Lay out every line of the listing below as a numbered list, skipping blank lines and leaving out the pictures.

--- Begin Provided material ---

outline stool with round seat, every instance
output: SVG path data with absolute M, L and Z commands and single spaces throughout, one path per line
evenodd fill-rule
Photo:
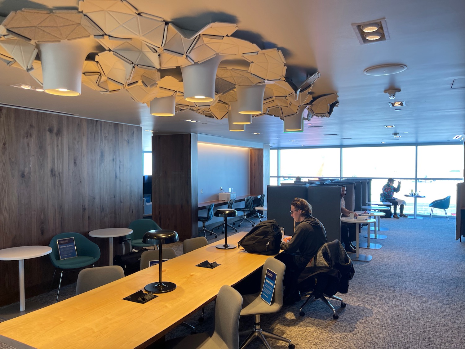
M 236 248 L 236 245 L 228 245 L 228 217 L 237 217 L 237 211 L 232 208 L 219 208 L 215 211 L 215 217 L 222 217 L 225 220 L 225 244 L 217 245 L 217 248 L 221 249 L 232 249 Z
M 150 245 L 159 245 L 159 282 L 152 282 L 146 286 L 146 291 L 153 293 L 165 293 L 173 291 L 176 289 L 176 284 L 173 282 L 164 282 L 161 280 L 161 262 L 163 260 L 163 249 L 162 245 L 165 243 L 173 243 L 179 241 L 178 233 L 174 230 L 166 229 L 159 229 L 150 230 L 144 235 L 142 242 Z

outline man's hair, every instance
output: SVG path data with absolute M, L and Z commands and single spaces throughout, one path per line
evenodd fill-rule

--- End Provided material ---

◆ **Answer to the exercise**:
1. outline stool with round seat, every instance
2. output: SVG path data with absolute M, L and Z commands and single spaces throughout, one path per line
3. evenodd fill-rule
4. Photo:
5. M 236 248 L 236 245 L 228 245 L 228 217 L 237 217 L 237 211 L 232 208 L 219 208 L 215 211 L 215 217 L 222 217 L 225 220 L 225 244 L 217 245 L 217 248 L 221 249 L 232 249 Z
6. M 150 245 L 159 245 L 159 282 L 152 282 L 146 286 L 146 291 L 153 293 L 165 293 L 173 291 L 176 289 L 176 284 L 173 282 L 164 282 L 161 280 L 161 262 L 163 260 L 163 249 L 162 245 L 165 243 L 173 243 L 179 241 L 178 233 L 174 230 L 166 229 L 159 229 L 150 230 L 144 235 L 142 242 Z
7. outline man's hair, every instance
8. output: SVG path data with absolute M, L and Z commands and single spaces throughout, one path per line
9. evenodd fill-rule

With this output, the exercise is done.